● Objective
Quote the lines verbatim, from the line containing "indicate the striped" through the end of the entries below.

Extracted entries:
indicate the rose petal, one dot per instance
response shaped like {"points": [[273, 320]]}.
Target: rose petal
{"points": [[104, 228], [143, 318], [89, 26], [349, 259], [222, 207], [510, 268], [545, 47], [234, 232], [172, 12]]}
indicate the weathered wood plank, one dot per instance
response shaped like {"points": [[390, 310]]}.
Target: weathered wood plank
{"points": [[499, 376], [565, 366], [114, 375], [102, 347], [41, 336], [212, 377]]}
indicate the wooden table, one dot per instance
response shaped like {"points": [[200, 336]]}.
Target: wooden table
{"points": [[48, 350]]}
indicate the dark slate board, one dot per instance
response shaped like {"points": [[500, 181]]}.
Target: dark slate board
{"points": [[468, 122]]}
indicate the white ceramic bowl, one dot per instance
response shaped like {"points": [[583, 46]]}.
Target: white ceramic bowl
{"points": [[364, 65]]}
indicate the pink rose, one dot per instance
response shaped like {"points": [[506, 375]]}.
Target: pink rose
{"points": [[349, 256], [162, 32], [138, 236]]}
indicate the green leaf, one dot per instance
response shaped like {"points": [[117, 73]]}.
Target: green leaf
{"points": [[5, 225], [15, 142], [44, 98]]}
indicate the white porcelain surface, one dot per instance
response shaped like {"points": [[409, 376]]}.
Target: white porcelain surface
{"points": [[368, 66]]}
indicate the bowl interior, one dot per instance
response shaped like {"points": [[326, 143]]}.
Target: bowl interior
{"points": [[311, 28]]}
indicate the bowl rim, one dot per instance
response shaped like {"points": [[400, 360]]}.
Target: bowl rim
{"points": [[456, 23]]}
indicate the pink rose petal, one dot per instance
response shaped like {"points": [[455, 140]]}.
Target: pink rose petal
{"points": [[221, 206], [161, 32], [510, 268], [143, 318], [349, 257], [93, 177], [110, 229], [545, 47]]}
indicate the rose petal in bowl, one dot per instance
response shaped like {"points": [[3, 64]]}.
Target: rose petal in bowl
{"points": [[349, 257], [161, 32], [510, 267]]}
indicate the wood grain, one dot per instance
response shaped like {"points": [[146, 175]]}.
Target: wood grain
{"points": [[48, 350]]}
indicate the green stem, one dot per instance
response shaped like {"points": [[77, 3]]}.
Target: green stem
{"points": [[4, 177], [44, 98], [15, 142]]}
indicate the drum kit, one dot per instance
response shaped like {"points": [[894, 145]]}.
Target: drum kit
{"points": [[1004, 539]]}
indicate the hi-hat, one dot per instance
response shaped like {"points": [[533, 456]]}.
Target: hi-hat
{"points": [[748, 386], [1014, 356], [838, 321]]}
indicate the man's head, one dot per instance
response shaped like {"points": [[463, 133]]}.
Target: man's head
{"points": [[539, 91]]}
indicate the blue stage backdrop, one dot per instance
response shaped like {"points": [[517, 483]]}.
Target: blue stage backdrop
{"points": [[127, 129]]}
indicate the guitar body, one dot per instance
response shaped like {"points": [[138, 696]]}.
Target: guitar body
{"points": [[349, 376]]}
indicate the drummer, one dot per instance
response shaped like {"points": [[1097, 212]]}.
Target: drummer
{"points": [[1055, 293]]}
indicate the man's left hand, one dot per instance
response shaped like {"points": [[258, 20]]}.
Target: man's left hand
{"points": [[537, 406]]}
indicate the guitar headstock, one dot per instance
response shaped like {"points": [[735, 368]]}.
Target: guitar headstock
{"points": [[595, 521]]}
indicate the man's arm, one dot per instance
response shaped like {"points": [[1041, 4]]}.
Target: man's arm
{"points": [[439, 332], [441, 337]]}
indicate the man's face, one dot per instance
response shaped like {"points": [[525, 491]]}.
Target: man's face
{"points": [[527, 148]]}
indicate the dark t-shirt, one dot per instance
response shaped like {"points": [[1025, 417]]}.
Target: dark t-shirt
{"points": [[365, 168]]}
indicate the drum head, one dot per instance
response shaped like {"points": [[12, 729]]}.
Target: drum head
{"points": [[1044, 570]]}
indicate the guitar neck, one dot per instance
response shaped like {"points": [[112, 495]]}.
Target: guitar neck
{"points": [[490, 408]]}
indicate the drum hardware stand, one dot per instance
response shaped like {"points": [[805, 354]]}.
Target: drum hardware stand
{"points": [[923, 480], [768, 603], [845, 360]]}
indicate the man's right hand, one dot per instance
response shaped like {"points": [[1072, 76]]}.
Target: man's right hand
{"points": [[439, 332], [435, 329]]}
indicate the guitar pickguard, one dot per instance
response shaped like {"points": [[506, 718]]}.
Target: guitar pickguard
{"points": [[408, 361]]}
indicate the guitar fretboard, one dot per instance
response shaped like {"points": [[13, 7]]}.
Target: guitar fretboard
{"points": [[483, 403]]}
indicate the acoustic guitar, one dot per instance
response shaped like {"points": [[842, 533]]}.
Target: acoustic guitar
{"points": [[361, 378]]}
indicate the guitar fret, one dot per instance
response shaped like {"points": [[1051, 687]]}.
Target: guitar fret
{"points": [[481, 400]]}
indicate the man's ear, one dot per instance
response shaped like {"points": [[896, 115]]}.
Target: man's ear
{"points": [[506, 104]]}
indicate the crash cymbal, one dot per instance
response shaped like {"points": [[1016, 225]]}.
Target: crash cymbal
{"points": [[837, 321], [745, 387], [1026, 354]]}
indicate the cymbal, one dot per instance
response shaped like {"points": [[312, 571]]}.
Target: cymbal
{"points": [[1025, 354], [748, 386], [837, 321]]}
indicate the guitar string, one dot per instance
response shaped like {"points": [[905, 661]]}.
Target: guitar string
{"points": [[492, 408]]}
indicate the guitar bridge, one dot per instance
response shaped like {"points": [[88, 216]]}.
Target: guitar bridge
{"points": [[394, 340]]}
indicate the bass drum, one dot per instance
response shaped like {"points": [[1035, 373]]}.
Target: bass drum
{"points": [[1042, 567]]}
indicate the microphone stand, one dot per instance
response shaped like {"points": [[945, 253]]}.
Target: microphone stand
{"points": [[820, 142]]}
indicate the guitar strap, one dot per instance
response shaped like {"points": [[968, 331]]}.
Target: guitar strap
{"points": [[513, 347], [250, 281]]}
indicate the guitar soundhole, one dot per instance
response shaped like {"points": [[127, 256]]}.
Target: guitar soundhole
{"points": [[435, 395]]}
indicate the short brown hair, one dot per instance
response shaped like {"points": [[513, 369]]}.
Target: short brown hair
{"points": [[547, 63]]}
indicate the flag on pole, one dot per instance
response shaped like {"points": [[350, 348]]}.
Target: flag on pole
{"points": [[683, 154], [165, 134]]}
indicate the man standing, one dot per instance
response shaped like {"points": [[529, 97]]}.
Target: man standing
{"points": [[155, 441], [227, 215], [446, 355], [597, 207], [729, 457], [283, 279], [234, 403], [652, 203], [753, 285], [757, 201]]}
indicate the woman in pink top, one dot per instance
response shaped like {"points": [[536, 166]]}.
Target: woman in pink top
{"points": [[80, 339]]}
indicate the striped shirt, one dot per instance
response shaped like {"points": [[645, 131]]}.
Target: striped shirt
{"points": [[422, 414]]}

● Solution to this problem
indicate the striped shirt, one dot per instance
response shaped like {"points": [[645, 131]]}.
Target: striped shirt
{"points": [[422, 414]]}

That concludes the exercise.